:: Requirement 1 ::
In the Toyota oil leak account below, what did the very first technical service bulletin describe?
:: Requirement 2 ::
Please carry on the Toyota oil leak account below from its final sentence, keeping its first-person voice.

In this case the vehicle owner notified me that her engine was leaking oil and wanted to know if this would be covered under warranty.
The vehicle warranty was 3 years or 36,000 miles which ever came first. The customer had 36,125 miles on the vehicle, just over the warranty limit. I was surprised that the vehicle was having this problem because Toyotas are very well built.
I did some research and found out that the vehicle had brand new technology in the engine compartment. This vehicle had the first year for a new engine know as the vvti (variable valve timing).
I used all data to research TSB’s (technical service bulletins). The very first bulletin was about engine oil leaks from the front timing cover.
I called the customer and asked if the oil leak was from the right side of the vehicle. The customer put some cardboard under the vehicle and confirmed the next day that it was on the right side.
I faxed over a copy of the TSB and the owner took her vehicle to the Toyota dealer instead of an auto repair shop. The dealership performed the repairs under warranty even though it was technically out of warranty by miles.

:: Study material ::
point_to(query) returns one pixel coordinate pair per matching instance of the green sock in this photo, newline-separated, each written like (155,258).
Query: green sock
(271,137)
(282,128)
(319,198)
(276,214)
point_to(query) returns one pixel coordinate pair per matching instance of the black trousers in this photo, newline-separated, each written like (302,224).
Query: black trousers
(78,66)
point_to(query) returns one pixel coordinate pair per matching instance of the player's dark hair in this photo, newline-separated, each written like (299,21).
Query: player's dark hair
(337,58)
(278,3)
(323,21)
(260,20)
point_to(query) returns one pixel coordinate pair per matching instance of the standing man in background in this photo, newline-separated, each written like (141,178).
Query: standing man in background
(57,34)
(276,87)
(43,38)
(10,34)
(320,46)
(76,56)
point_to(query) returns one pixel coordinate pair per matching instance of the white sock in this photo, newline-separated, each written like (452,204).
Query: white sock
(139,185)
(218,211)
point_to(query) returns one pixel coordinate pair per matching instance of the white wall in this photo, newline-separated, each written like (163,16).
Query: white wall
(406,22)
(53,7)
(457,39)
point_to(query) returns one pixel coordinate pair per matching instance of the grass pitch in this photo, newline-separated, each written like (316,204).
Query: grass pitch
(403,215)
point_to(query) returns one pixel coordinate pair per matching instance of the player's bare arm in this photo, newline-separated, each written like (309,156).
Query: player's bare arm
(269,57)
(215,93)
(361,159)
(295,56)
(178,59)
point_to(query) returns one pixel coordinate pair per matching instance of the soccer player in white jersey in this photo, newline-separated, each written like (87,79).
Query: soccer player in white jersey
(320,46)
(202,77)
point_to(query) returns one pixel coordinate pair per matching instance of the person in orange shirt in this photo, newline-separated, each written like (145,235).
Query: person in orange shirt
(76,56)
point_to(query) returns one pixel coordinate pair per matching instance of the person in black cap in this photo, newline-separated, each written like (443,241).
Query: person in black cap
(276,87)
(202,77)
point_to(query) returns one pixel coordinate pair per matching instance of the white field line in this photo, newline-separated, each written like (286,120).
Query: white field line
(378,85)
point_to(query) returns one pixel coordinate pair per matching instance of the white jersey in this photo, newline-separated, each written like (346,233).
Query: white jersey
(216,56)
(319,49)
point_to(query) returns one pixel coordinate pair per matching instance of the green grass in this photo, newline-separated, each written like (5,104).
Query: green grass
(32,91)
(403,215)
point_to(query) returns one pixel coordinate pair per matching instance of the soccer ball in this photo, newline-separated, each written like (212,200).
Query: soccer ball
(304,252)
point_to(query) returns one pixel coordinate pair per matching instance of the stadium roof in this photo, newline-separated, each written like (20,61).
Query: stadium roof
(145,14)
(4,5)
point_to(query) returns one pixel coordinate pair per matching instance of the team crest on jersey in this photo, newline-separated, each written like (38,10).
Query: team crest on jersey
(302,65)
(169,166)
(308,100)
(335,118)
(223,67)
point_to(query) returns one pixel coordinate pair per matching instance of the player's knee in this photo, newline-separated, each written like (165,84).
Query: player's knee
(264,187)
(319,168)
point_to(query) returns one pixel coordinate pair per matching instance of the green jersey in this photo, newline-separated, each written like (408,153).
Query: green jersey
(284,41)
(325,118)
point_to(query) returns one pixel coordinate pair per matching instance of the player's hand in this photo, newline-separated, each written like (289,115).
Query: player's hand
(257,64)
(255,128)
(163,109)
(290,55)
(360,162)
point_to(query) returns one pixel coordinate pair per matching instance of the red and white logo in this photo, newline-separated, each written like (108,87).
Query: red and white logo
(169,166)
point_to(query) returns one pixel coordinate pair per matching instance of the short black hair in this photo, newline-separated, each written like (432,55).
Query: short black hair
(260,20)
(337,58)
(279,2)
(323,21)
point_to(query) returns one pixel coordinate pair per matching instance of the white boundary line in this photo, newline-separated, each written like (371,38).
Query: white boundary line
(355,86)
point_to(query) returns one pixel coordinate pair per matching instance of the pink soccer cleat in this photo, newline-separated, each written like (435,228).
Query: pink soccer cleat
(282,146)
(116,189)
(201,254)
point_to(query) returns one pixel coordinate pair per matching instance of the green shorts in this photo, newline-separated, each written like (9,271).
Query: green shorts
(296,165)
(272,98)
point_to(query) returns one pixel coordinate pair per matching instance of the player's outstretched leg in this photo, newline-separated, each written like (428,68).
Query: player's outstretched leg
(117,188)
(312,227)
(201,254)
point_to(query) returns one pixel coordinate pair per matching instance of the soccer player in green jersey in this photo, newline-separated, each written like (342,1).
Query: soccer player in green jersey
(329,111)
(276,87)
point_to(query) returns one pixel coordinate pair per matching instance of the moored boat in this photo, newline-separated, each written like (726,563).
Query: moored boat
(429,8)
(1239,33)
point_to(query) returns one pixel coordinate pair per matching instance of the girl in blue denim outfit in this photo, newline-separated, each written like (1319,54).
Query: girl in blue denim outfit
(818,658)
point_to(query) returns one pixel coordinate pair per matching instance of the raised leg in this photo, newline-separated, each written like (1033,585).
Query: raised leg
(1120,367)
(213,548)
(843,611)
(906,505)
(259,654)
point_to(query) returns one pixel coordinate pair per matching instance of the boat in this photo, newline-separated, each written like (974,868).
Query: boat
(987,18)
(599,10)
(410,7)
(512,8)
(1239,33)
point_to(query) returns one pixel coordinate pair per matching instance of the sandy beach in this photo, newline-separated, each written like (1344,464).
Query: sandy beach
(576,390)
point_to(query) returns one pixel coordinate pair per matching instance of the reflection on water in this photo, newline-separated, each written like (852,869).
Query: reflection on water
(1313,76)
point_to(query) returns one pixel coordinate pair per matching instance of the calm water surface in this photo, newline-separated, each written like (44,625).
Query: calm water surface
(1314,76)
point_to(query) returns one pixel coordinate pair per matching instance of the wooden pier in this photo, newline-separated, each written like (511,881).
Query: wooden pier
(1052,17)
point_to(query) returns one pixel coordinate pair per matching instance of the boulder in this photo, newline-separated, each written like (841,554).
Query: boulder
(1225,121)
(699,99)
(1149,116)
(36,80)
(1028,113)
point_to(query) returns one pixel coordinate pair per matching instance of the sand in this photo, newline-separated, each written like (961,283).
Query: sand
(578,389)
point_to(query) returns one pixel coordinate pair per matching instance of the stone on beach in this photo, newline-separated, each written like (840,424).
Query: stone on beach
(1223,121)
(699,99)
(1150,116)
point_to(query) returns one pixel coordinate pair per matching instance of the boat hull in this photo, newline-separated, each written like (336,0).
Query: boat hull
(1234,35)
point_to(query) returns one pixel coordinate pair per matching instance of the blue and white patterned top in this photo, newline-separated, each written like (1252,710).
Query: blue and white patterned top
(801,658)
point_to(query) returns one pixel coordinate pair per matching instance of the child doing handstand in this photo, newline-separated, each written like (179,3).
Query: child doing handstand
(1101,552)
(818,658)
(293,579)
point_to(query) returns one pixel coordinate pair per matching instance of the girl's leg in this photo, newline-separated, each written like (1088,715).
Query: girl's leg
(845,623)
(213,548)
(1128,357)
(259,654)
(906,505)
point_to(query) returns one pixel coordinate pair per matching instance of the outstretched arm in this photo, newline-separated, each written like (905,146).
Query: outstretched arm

:: Expected answer 1 ::
Engine oil leaks from the front timing cover.

:: Expected answer 2 ::
As a side note the dealer has some lead way when it comes to warranty coverage. If the vehicle is out of warranty but close the dealer can still cover the repairs under a grace period clause provide by the manufacture.
The dealer can do this for customer satisfaction and brand loyalty reasons. Most dealers will not do this unless you ask.
If they refuse to offer you a slight grace period you can call the manufacture and explain that if they assist you, the next time you buy a car it will be their brand because of the support received.
Back to the Toyota story. The owner of the vehicle picked up the car and the oil leak was fixed.
The customer was looking at her receipt and the repairs did not match the repairs that I sent her in the TSB. I had her fax me a copy of the receipt.
The warranty paper work stated that the dealer replaced the cylinder head gasket and not the timing cover seal that had been updated by Toyota.
I called the dealer to find out why the receipt did not match the repair. I wanted to make sure that the redesigned timing cover seal was installed on this vehicle to avoid future problems.
The service advisor’s honesty surprised me.
He stated that the timing cover seal was replaced with the updated part number but they had charged Toyota to replace the head gasket because the head gasket operation paid more labor from Toyota.
So what this meant was the dealership was actually stealing from the factory.
When I went back to the customer and told her the story she asked me to drop it and not get the dealer in trouble because as far as she was concerned the car was fixed properly. The customer felt that looking out for Toyota was not her concern.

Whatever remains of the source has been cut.